▸ **GIVEN EXERCISE**
Reproduce the passage on poverty in County Durham word for word.

▸ **PASSAGE TO READ**
* start *
Thousands of people in County Durham are living in absolute poverty and are having to rely on incentives and reductions to their bills to get by. 

New figures as part of the county council’s Poverty Issues Annual Report estimate that more than 112,000 people - around one in five - are struggling to fund their livelihoods without extra support.  

The concerning data comes as the gap between County Durham and England has widened in recent years.

Food and fuel vouchers, council tax reductions, and the offer of warm and welcome spaces are among a raft of measures currently in place to help those who are struggling the most.

The 12 months up to October 31, 2022 saw 17,000 food vouchers and 3,100 fuel vouchers issued to County Durham residents, a 65 per cent rise on the previous year in both cases. The number of people in work who are claiming Universal Credit has more than doubled from 9,500 in March 2020 to 19,900 in September 2023.

The popular and successful ‘Bread and Butter Thing' food hub network has been expanded to 15 hubs and is now supporting around 1,200 families each week with low cost food and advice services.

An estimated 17,000 people used the county's network of Warm Spaces last year, with the offer being broadened to include advice services and relaunched as Welcome Spaces. And just over 53,500 are benefiting from the Local Council Tax Reduction Scheme, with more than 25,000 people receiving the maximum 100 percent discount.
* end *
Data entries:
* start *
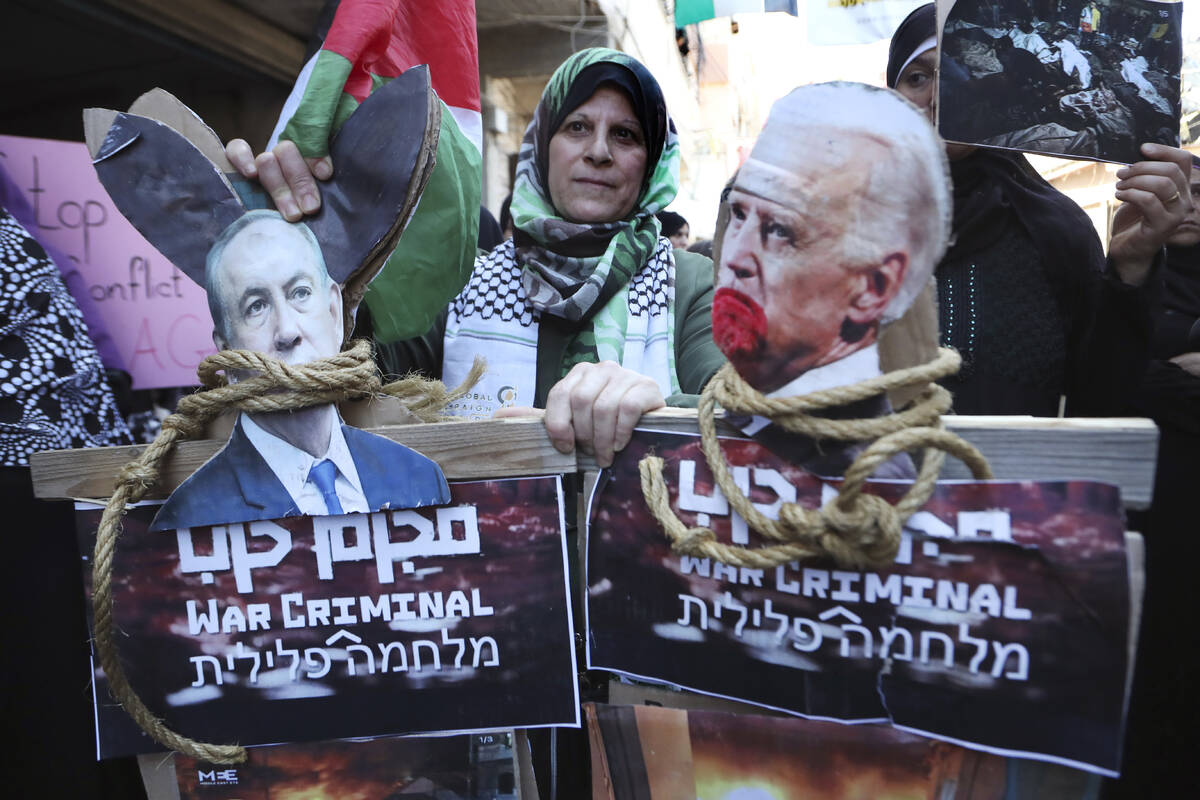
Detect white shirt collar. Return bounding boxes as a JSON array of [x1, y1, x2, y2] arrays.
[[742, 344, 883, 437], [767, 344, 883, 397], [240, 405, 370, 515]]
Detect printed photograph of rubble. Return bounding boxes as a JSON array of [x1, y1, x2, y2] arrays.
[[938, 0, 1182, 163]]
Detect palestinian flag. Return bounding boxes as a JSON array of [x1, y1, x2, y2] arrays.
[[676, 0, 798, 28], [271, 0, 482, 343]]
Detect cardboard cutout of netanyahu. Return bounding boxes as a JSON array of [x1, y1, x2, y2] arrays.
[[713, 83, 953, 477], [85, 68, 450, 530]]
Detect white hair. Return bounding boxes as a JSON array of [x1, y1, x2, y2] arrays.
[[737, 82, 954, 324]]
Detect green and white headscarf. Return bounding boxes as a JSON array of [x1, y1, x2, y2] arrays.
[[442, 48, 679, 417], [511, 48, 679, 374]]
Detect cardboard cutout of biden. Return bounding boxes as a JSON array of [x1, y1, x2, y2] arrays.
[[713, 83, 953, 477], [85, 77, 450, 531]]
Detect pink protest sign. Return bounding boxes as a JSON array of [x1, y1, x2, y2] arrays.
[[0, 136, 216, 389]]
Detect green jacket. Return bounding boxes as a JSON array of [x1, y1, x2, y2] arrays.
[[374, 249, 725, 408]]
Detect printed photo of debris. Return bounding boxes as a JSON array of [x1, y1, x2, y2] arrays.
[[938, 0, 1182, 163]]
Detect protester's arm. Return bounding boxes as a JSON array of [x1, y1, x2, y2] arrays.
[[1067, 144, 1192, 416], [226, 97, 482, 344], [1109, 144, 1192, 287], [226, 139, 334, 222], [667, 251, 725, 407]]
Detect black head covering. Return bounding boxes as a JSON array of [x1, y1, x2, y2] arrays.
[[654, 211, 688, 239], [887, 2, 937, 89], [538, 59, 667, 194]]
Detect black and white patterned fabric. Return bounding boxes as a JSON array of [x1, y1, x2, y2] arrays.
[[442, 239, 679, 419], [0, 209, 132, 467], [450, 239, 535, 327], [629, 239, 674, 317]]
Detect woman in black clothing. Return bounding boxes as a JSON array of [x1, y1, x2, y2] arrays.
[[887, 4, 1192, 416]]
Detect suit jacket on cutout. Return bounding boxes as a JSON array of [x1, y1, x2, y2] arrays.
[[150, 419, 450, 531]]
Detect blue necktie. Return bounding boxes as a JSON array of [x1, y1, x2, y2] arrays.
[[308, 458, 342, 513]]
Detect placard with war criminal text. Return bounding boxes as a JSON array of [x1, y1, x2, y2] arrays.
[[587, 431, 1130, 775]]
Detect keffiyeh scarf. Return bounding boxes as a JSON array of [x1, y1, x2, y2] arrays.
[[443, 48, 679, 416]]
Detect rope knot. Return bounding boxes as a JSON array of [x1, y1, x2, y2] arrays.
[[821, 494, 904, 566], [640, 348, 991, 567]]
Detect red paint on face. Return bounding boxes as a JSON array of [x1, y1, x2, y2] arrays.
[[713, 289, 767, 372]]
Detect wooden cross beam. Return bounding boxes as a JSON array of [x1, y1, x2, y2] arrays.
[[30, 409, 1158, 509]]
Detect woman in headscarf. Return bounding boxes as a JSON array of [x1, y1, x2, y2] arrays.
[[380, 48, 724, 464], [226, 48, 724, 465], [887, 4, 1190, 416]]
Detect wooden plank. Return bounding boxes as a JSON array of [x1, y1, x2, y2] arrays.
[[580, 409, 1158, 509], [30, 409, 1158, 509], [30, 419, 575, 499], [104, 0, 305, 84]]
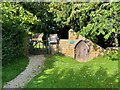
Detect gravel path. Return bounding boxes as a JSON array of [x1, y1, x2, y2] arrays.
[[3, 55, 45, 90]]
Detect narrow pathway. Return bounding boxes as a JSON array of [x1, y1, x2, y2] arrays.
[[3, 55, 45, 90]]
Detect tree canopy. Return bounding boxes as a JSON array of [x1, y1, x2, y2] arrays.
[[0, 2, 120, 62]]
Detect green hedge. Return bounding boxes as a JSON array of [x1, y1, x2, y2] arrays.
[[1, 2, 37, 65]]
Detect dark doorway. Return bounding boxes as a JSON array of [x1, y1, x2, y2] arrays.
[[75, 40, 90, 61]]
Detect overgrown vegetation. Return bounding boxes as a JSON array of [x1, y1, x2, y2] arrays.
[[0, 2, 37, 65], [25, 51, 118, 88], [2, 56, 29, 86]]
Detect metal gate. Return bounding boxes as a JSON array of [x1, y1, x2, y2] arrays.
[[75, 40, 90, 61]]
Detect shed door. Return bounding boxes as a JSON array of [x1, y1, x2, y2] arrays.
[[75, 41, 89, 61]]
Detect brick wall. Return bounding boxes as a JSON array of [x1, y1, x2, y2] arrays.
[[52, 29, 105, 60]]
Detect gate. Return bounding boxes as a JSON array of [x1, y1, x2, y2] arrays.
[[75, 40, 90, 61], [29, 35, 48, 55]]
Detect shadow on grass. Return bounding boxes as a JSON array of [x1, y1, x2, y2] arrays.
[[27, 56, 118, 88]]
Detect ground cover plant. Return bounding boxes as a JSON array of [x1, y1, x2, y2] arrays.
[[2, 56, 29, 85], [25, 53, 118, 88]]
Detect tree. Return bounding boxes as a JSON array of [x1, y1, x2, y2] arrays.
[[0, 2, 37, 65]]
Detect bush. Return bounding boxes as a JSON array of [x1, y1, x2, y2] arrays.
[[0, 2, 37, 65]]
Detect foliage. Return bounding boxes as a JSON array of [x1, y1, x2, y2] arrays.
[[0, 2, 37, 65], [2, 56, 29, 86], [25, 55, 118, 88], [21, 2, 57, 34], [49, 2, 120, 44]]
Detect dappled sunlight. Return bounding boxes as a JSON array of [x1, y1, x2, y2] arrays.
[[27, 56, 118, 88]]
* end *
▸ **IN RESPONSE**
Thousands of people in County Durham are living in absolute poverty and are having to rely on incentives and reductions to their bills to get by. 

New figures as part of the county council’s Poverty Issues Annual Report estimate that more than 112,000 people - around one in five - are struggling to fund their livelihoods without extra support.  

The concerning data comes as the gap between County Durham and England has widened in recent years.

Food and fuel vouchers, council tax reductions, and the offer of warm and welcome spaces are among a raft of measures currently in place to help those who are struggling the most.

The 12 months up to October 31, 2022 saw 17,000 food vouchers and 3,100 fuel vouchers issued to County Durham residents, a 65 per cent rise on the previous year in both cases. The number of people in work who are claiming Universal Credit has more than doubled from 9,500 in March 2020 to 19,900 in September 2023.

The popular and successful ‘Bread and Butter Thing' food hub network has been expanded to 15 hubs and is now supporting around 1,200 families each week with low cost food and advice services.

An estimated 17,000 people used the county's network of Warm Spaces last year, with the offer being broadened to include advice services and relaunched as Welcome Spaces. And just over 53,500 are benefiting from the Local Council Tax Reduction Scheme, with more than 25,000 people receiving the maximum 100 percent discount.